● Supplied records
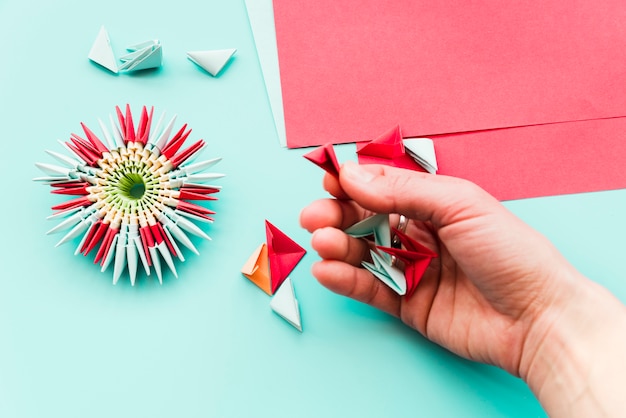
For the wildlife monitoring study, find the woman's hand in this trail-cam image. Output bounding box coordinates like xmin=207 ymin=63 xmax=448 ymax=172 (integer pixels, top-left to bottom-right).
xmin=300 ymin=162 xmax=626 ymax=413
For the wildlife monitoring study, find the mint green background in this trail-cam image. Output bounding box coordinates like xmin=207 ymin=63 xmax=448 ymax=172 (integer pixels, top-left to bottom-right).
xmin=0 ymin=0 xmax=626 ymax=417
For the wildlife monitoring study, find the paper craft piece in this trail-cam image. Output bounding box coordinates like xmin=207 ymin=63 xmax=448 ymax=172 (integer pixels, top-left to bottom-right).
xmin=274 ymin=0 xmax=626 ymax=147
xmin=361 ymin=250 xmax=407 ymax=296
xmin=344 ymin=213 xmax=391 ymax=260
xmin=265 ymin=220 xmax=306 ymax=294
xmin=303 ymin=144 xmax=339 ymax=178
xmin=377 ymin=228 xmax=437 ymax=298
xmin=356 ymin=125 xmax=423 ymax=171
xmin=241 ymin=244 xmax=272 ymax=296
xmin=88 ymin=26 xmax=118 ymax=74
xmin=120 ymin=39 xmax=163 ymax=71
xmin=402 ymin=138 xmax=438 ymax=174
xmin=187 ymin=48 xmax=237 ymax=77
xmin=34 ymin=105 xmax=223 ymax=285
xmin=245 ymin=0 xmax=287 ymax=147
xmin=270 ymin=277 xmax=302 ymax=332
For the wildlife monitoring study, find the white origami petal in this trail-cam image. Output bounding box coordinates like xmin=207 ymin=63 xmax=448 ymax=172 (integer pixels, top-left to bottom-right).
xmin=270 ymin=277 xmax=302 ymax=332
xmin=187 ymin=48 xmax=237 ymax=77
xmin=87 ymin=26 xmax=119 ymax=74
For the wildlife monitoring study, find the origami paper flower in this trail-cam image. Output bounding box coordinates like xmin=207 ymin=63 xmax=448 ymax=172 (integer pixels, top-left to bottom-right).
xmin=35 ymin=105 xmax=223 ymax=285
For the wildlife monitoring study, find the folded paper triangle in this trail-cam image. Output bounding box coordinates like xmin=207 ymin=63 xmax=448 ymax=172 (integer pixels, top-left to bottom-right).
xmin=270 ymin=277 xmax=302 ymax=332
xmin=241 ymin=244 xmax=272 ymax=295
xmin=187 ymin=48 xmax=237 ymax=77
xmin=377 ymin=228 xmax=437 ymax=298
xmin=356 ymin=125 xmax=422 ymax=171
xmin=87 ymin=26 xmax=118 ymax=74
xmin=304 ymin=144 xmax=339 ymax=178
xmin=265 ymin=220 xmax=306 ymax=294
xmin=344 ymin=213 xmax=391 ymax=261
xmin=120 ymin=40 xmax=163 ymax=71
xmin=402 ymin=138 xmax=438 ymax=174
xmin=361 ymin=250 xmax=407 ymax=295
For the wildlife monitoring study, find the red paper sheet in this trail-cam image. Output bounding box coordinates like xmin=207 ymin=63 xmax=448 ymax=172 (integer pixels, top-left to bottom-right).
xmin=432 ymin=118 xmax=626 ymax=200
xmin=274 ymin=0 xmax=626 ymax=200
xmin=274 ymin=0 xmax=626 ymax=148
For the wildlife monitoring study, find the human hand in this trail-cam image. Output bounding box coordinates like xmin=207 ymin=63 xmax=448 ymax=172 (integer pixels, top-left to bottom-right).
xmin=300 ymin=162 xmax=626 ymax=416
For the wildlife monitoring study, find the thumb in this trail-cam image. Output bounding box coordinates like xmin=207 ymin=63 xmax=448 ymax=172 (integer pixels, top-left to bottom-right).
xmin=339 ymin=161 xmax=500 ymax=227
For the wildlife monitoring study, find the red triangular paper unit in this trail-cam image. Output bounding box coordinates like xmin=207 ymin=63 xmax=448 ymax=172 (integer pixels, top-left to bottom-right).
xmin=356 ymin=125 xmax=424 ymax=171
xmin=304 ymin=144 xmax=339 ymax=177
xmin=265 ymin=220 xmax=306 ymax=294
xmin=378 ymin=228 xmax=437 ymax=298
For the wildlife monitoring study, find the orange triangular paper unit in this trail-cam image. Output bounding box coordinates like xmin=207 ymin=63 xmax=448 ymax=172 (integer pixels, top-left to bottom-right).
xmin=377 ymin=228 xmax=437 ymax=298
xmin=265 ymin=220 xmax=306 ymax=294
xmin=241 ymin=244 xmax=273 ymax=295
xmin=304 ymin=144 xmax=339 ymax=177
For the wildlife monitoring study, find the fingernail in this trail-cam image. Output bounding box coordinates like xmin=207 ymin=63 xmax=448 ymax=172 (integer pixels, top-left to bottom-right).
xmin=341 ymin=161 xmax=375 ymax=183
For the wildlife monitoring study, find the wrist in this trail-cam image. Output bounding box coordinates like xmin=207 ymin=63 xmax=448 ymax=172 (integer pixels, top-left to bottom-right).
xmin=520 ymin=272 xmax=626 ymax=417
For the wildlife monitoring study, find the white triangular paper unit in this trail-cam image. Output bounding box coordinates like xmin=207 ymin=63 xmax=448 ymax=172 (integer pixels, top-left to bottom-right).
xmin=402 ymin=138 xmax=438 ymax=174
xmin=187 ymin=48 xmax=237 ymax=77
xmin=361 ymin=250 xmax=406 ymax=296
xmin=270 ymin=277 xmax=302 ymax=332
xmin=87 ymin=26 xmax=118 ymax=74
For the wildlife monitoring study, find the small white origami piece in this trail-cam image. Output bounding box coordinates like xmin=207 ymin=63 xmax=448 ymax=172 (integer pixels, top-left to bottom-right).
xmin=402 ymin=138 xmax=438 ymax=174
xmin=120 ymin=39 xmax=163 ymax=71
xmin=270 ymin=277 xmax=302 ymax=332
xmin=87 ymin=26 xmax=163 ymax=74
xmin=361 ymin=250 xmax=406 ymax=296
xmin=187 ymin=48 xmax=237 ymax=77
xmin=87 ymin=26 xmax=118 ymax=74
xmin=344 ymin=213 xmax=391 ymax=260
xmin=344 ymin=214 xmax=407 ymax=295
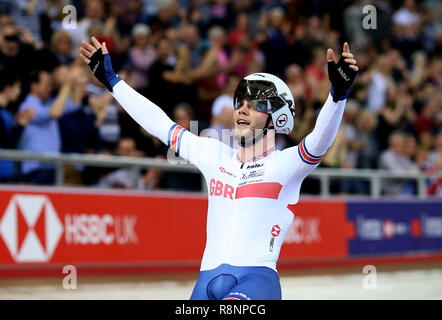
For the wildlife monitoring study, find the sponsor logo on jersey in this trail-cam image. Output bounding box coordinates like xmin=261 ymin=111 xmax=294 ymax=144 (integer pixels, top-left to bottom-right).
xmin=246 ymin=163 xmax=264 ymax=169
xmin=269 ymin=224 xmax=281 ymax=252
xmin=0 ymin=195 xmax=63 ymax=262
xmin=276 ymin=113 xmax=288 ymax=127
xmin=240 ymin=169 xmax=265 ymax=180
xmin=219 ymin=167 xmax=236 ymax=178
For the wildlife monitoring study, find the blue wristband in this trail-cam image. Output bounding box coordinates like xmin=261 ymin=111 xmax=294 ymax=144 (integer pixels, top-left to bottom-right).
xmin=330 ymin=85 xmax=350 ymax=101
xmin=104 ymin=54 xmax=121 ymax=88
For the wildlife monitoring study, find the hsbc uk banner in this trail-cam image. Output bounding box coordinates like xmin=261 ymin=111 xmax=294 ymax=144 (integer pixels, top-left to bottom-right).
xmin=0 ymin=188 xmax=207 ymax=269
xmin=347 ymin=200 xmax=442 ymax=256
xmin=0 ymin=186 xmax=442 ymax=276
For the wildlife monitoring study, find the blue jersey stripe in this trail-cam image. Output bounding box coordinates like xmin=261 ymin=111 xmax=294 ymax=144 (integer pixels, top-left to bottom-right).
xmin=167 ymin=123 xmax=178 ymax=148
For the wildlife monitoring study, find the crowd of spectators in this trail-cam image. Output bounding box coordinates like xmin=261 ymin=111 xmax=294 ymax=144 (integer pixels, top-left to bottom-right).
xmin=0 ymin=0 xmax=442 ymax=195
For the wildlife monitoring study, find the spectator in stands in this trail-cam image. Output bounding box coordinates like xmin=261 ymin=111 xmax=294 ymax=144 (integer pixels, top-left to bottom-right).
xmin=160 ymin=103 xmax=201 ymax=191
xmin=191 ymin=26 xmax=241 ymax=121
xmin=58 ymin=67 xmax=103 ymax=185
xmin=367 ymin=54 xmax=393 ymax=111
xmin=0 ymin=23 xmax=36 ymax=80
xmin=0 ymin=70 xmax=35 ymax=182
xmin=0 ymin=0 xmax=442 ymax=194
xmin=356 ymin=109 xmax=379 ymax=169
xmin=379 ymin=131 xmax=418 ymax=195
xmin=9 ymin=0 xmax=46 ymax=43
xmin=19 ymin=67 xmax=78 ymax=184
xmin=260 ymin=6 xmax=288 ymax=78
xmin=98 ymin=137 xmax=144 ymax=189
xmin=285 ymin=64 xmax=307 ymax=101
xmin=181 ymin=23 xmax=210 ymax=68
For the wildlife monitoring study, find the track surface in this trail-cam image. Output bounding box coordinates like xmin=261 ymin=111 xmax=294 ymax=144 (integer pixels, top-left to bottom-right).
xmin=0 ymin=262 xmax=442 ymax=300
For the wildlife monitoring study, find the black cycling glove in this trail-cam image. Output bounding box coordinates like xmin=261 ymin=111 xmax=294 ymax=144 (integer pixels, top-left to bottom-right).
xmin=88 ymin=48 xmax=121 ymax=92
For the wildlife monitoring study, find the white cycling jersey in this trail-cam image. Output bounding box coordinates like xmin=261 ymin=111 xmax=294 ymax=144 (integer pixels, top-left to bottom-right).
xmin=113 ymin=81 xmax=345 ymax=271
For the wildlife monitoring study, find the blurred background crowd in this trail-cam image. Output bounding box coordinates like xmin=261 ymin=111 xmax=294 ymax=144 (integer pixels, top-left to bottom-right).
xmin=0 ymin=0 xmax=442 ymax=195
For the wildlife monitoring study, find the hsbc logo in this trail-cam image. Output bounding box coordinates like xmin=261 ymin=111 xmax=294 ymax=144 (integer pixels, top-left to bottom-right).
xmin=0 ymin=194 xmax=63 ymax=262
xmin=272 ymin=225 xmax=281 ymax=238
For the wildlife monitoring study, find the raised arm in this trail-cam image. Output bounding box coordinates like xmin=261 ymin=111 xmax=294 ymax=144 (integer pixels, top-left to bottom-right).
xmin=80 ymin=37 xmax=230 ymax=169
xmin=298 ymin=43 xmax=358 ymax=171
xmin=80 ymin=37 xmax=179 ymax=144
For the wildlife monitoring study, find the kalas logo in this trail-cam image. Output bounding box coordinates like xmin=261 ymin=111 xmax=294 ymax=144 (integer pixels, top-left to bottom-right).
xmin=0 ymin=195 xmax=63 ymax=262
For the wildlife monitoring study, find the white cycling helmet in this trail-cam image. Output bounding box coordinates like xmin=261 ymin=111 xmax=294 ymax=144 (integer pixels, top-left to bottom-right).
xmin=233 ymin=72 xmax=295 ymax=134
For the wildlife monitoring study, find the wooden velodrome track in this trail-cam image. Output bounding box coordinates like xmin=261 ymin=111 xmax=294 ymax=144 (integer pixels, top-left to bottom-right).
xmin=0 ymin=261 xmax=442 ymax=300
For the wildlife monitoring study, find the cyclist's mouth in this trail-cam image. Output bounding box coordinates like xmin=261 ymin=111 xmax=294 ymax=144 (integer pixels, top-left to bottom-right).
xmin=236 ymin=119 xmax=250 ymax=128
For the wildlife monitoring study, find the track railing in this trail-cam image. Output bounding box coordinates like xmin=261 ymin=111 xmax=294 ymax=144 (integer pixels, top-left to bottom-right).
xmin=0 ymin=149 xmax=442 ymax=198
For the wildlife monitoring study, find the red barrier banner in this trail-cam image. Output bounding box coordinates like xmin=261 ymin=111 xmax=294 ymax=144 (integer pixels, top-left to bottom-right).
xmin=279 ymin=200 xmax=355 ymax=264
xmin=0 ymin=187 xmax=354 ymax=269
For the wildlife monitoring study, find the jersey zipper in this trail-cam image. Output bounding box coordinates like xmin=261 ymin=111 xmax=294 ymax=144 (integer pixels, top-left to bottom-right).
xmin=224 ymin=162 xmax=244 ymax=261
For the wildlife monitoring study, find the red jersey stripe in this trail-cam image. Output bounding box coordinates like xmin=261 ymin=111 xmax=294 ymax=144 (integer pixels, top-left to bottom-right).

● What you are asked to do
Convert the lines of the material from the line containing "For the wildlife monitoring study, find the red barrier" through the line containing "xmin=224 ymin=162 xmax=244 ymax=261" into a JSON list of strings, one string per line and no blank lines. Both the first and last of these lines are included.

● Task response
[
  "For the wildlife monitoring study, find the red barrier banner in this trail-cam image. Output bounding box coordinates like xmin=261 ymin=111 xmax=294 ymax=144 (integer pixels, top-left to bottom-right).",
  "xmin=279 ymin=200 xmax=355 ymax=264",
  "xmin=0 ymin=187 xmax=354 ymax=269",
  "For the wildlife monitoring study, find the jersey zipper in this trail-cam image. Output bounding box coordinates like xmin=261 ymin=111 xmax=294 ymax=144 (integer pixels, top-left to bottom-right).",
  "xmin=224 ymin=162 xmax=244 ymax=261"
]